[Object location annotation data]
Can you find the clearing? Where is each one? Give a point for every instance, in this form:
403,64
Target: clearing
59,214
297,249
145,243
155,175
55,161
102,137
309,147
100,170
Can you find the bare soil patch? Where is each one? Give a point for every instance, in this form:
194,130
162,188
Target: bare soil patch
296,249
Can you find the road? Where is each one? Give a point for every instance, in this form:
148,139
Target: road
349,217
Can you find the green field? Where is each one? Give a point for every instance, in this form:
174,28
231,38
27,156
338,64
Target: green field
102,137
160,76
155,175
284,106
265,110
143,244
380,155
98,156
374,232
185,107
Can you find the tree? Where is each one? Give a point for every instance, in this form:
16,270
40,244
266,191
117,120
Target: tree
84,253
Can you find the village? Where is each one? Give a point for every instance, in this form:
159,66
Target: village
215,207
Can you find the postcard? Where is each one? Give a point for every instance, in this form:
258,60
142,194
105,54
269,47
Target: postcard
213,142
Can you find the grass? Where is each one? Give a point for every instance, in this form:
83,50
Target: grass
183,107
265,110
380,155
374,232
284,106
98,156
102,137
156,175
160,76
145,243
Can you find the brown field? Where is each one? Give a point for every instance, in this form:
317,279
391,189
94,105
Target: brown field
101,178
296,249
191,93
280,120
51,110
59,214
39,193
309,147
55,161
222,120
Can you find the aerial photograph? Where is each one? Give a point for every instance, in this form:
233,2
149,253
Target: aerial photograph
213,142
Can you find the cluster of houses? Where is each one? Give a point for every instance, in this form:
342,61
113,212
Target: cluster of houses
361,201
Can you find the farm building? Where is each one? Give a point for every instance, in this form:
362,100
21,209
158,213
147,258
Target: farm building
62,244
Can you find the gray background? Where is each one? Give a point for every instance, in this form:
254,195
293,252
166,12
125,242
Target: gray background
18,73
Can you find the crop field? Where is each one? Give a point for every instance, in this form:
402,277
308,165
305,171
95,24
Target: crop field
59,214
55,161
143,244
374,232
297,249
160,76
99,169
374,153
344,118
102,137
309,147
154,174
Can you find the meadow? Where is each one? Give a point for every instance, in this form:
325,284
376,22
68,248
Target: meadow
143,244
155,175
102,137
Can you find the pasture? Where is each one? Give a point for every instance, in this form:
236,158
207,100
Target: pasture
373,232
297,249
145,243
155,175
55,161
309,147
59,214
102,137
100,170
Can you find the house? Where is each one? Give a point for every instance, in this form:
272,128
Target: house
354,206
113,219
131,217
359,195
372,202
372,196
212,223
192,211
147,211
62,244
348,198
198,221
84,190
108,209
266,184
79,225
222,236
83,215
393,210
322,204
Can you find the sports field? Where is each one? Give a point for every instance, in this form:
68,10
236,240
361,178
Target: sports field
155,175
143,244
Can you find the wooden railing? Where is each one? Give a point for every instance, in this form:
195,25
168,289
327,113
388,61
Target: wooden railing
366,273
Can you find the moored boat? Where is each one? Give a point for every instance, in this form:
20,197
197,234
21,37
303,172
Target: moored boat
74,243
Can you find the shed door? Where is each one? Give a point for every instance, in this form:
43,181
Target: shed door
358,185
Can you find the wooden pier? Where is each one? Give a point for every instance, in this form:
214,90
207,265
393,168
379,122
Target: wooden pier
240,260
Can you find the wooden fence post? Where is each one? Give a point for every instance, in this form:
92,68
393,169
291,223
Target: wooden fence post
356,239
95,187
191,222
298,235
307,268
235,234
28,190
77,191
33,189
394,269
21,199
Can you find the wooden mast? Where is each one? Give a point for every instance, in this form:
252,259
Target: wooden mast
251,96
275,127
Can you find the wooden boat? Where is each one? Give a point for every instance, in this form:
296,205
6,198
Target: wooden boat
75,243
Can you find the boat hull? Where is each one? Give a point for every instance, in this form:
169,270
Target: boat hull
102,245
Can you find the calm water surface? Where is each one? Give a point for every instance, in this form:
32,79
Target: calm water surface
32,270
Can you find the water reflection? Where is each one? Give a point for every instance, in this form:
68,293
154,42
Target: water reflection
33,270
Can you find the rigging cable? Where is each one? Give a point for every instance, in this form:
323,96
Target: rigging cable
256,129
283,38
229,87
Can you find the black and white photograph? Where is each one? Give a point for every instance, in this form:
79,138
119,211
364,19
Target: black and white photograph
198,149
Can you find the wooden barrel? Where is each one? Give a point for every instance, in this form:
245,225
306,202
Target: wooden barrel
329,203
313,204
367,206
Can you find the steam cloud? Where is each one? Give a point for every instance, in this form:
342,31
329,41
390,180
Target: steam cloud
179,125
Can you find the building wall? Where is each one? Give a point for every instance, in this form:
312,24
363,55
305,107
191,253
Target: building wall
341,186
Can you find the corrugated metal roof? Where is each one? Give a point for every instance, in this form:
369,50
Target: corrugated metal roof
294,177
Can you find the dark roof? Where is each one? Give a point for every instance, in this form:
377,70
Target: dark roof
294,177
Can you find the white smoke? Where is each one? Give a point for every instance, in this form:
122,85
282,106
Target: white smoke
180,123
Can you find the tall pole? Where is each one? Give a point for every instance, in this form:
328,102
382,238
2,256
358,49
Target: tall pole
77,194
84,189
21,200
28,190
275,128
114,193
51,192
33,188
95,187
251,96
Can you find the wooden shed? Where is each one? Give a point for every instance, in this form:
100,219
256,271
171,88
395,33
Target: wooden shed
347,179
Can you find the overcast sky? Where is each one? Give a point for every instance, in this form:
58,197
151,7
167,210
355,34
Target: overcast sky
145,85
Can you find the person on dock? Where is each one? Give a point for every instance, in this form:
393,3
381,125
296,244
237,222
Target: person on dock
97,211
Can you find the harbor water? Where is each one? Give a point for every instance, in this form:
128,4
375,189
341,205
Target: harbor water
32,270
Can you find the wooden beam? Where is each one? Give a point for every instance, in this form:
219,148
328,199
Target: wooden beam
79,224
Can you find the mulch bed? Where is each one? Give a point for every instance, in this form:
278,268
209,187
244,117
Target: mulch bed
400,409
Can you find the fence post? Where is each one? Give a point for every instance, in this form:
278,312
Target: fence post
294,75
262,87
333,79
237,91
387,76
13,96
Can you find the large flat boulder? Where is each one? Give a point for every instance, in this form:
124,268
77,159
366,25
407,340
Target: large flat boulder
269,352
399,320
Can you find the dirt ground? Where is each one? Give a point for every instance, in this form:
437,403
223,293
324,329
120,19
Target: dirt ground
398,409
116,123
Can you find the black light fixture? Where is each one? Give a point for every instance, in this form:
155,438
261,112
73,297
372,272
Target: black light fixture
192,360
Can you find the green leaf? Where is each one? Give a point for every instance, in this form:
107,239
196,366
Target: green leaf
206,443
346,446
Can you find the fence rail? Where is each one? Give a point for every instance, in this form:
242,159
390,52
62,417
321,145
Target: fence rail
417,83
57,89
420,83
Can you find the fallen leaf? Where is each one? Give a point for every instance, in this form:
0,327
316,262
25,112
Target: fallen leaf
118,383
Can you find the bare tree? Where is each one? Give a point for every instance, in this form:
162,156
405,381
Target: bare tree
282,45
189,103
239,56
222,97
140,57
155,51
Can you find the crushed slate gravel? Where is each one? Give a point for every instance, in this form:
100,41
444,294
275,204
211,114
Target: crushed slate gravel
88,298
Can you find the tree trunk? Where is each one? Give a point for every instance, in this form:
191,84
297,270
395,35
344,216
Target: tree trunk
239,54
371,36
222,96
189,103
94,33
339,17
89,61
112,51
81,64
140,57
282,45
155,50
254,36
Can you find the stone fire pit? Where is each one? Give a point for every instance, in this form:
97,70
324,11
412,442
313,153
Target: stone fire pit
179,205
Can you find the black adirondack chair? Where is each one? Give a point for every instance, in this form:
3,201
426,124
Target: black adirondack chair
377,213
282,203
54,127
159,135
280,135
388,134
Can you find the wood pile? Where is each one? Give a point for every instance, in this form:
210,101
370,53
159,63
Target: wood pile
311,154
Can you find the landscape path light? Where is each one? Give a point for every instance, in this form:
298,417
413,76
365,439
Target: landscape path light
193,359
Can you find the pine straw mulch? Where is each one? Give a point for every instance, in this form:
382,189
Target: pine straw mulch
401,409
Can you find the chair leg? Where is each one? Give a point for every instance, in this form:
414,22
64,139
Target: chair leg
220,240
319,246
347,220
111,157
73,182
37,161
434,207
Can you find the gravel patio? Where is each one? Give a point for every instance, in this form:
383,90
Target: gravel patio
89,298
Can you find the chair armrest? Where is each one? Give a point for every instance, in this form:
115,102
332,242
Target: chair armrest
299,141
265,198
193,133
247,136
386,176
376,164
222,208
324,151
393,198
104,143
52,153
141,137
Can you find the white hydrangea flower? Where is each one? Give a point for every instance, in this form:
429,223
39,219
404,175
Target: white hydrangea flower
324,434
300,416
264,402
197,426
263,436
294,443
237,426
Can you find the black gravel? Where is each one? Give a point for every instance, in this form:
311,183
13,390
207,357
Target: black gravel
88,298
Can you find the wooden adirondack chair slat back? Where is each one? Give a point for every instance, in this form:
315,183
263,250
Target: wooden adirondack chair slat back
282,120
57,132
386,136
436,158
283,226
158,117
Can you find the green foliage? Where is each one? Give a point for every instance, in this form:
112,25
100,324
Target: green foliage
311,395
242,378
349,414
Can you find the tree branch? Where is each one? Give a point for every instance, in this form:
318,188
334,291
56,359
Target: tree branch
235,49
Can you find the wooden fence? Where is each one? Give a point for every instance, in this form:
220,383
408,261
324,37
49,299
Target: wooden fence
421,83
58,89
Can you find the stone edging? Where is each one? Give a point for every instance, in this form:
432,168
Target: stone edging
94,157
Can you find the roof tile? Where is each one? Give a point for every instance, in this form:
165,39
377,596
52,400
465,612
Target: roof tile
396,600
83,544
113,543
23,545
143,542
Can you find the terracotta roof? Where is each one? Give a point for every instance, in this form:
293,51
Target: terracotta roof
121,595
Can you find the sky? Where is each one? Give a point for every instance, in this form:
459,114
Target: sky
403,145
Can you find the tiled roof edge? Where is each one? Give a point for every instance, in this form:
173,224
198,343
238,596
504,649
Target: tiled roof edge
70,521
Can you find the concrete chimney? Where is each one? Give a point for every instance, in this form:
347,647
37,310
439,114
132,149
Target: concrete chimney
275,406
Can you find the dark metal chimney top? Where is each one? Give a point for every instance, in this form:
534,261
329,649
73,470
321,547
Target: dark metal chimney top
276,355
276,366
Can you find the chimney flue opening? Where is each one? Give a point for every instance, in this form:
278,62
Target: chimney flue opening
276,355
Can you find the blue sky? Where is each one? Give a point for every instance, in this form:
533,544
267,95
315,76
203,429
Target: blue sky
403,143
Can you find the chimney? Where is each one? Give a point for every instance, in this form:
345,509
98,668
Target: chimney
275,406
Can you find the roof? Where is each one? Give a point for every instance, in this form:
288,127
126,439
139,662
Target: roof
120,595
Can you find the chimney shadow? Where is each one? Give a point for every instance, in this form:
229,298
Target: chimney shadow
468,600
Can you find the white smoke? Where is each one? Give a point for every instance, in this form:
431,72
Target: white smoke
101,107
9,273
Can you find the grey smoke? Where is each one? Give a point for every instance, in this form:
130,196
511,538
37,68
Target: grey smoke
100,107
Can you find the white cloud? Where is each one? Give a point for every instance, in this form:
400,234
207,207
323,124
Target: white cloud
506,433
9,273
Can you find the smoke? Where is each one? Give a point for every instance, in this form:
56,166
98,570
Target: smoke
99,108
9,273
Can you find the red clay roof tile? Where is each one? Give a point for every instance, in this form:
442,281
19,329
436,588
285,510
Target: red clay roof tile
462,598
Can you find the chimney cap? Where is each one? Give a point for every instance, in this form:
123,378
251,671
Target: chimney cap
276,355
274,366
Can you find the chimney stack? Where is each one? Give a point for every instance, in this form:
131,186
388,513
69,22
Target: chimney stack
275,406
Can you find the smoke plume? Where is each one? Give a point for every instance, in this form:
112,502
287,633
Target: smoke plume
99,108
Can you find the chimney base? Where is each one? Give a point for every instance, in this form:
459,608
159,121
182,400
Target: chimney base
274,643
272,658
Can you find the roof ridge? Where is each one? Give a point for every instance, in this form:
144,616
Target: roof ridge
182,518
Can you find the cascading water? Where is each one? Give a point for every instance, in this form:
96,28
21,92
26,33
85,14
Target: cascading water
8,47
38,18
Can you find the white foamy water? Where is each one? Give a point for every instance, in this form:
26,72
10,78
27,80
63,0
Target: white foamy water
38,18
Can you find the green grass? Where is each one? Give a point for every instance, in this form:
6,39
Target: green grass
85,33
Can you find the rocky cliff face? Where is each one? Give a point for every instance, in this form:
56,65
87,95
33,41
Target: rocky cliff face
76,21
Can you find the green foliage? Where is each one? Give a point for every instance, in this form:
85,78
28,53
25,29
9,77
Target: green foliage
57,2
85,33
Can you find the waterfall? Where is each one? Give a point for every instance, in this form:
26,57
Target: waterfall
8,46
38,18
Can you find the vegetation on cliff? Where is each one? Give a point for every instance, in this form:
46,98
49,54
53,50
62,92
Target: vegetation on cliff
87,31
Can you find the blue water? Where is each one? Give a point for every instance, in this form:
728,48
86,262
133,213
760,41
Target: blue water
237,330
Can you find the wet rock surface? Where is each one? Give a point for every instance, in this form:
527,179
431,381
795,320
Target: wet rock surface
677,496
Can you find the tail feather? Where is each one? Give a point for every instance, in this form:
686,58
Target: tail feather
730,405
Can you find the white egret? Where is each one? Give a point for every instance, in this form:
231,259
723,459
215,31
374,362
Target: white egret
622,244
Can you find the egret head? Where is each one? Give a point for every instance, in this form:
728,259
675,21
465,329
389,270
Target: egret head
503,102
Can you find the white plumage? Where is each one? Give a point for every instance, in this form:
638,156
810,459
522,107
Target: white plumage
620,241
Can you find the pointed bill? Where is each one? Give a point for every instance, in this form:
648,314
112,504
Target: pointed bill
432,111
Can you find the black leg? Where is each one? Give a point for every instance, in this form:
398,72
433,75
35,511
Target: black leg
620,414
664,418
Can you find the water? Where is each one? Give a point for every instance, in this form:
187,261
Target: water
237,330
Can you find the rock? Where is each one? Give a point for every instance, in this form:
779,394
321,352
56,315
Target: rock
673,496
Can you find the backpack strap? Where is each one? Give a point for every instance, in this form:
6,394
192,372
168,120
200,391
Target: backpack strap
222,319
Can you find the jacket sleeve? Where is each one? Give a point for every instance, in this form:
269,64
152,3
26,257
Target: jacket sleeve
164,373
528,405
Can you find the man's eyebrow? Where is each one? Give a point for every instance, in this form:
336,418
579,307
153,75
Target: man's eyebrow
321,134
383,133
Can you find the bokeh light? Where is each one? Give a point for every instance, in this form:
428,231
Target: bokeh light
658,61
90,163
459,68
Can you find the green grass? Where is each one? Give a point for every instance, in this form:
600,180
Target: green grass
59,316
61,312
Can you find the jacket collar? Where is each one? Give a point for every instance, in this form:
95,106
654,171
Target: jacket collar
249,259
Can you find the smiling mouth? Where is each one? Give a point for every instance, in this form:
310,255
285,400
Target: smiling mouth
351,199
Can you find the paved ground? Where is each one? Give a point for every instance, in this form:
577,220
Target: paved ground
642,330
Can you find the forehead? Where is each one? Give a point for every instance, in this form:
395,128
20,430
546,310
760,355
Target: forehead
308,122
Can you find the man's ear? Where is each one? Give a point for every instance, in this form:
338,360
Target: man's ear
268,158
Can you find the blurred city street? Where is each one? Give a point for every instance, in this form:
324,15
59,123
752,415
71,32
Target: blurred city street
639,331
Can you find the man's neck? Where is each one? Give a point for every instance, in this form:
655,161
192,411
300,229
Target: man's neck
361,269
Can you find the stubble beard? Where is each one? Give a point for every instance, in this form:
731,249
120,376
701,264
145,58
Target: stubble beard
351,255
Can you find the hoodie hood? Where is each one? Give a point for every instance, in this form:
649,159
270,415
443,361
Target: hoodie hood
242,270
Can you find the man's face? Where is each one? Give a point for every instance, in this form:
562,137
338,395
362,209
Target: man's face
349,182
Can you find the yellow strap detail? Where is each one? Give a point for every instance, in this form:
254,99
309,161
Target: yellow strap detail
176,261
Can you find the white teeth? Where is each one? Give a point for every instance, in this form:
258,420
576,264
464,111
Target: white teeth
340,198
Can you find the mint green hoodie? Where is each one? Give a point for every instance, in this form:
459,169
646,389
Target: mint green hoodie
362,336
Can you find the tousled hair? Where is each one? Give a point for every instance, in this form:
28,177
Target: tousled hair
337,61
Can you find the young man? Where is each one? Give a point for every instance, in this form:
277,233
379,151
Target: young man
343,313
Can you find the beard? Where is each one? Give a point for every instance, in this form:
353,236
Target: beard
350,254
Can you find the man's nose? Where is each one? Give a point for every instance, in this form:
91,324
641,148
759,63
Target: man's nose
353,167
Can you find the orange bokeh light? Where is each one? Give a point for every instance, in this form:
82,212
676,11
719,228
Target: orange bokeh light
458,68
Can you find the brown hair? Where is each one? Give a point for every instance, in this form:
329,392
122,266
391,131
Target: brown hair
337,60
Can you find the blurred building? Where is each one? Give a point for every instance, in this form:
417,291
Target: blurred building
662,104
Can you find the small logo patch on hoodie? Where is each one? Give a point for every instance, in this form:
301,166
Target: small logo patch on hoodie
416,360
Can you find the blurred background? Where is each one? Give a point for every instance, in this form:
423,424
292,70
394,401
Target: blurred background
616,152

**Aim:** In the entries above, take the line containing "Can you find the mint" and each later line through the last, and repeat them exactly. Output nothing else.

**Output of the exercise:**
Can you find the mint green hoodie? Where is each one? Give a point for every instance, in this form:
459,169
646,389
Target: mint green hoodie
362,336
Can you find the tousled hair? Where is each one? Give a point for every instance, in this form:
28,177
Target: tousled hair
337,61
Can you find the young man? Where is each one? Give a point for every instance, in this form:
277,233
379,151
Target: young man
343,313
Can you find the beard? Where is each one? Give a point for every instance, in this form:
353,236
Target: beard
350,254
Can you find the man's nose? Where is each one? Give a point for every instance, in this form:
91,324
641,148
759,63
Target: man's nose
353,167
Can you find the orange bokeh light? Where is each one? Give a point for every instance, in this form:
82,212
676,11
719,228
Target: orange bokeh light
458,68
Can you find the brown hair? Where is each one? Give a point for every instance, in this form:
329,392
122,266
391,131
Target: brown hair
337,60
Can you find the blurred building? Where is each one? Give a point for every instance, in this form:
417,291
Target: blurred building
662,104
Can you find the small logo patch on hoodie? Where is each one? Give a point for every instance, in this form:
301,166
Target: small logo patch on hoodie
416,360
Can you find the blurred background? Where is each one? Give a point for every instance, in this form:
423,424
292,70
394,401
Target: blurred background
616,152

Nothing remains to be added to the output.